◆ **Supplied data**:
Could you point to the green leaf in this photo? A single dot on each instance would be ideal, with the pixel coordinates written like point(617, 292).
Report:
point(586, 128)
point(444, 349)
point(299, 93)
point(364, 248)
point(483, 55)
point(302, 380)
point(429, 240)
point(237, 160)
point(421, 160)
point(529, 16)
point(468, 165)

◆ **What you need to do**: Restate every record verbatim.

◆ **Solution for this task**:
Could you point to the green leaf in this photo? A single dot on each instance would be ideal, with the pixel coordinates written like point(617, 292).
Report:
point(586, 128)
point(444, 349)
point(299, 93)
point(364, 248)
point(483, 55)
point(302, 380)
point(429, 240)
point(237, 160)
point(421, 160)
point(529, 16)
point(468, 165)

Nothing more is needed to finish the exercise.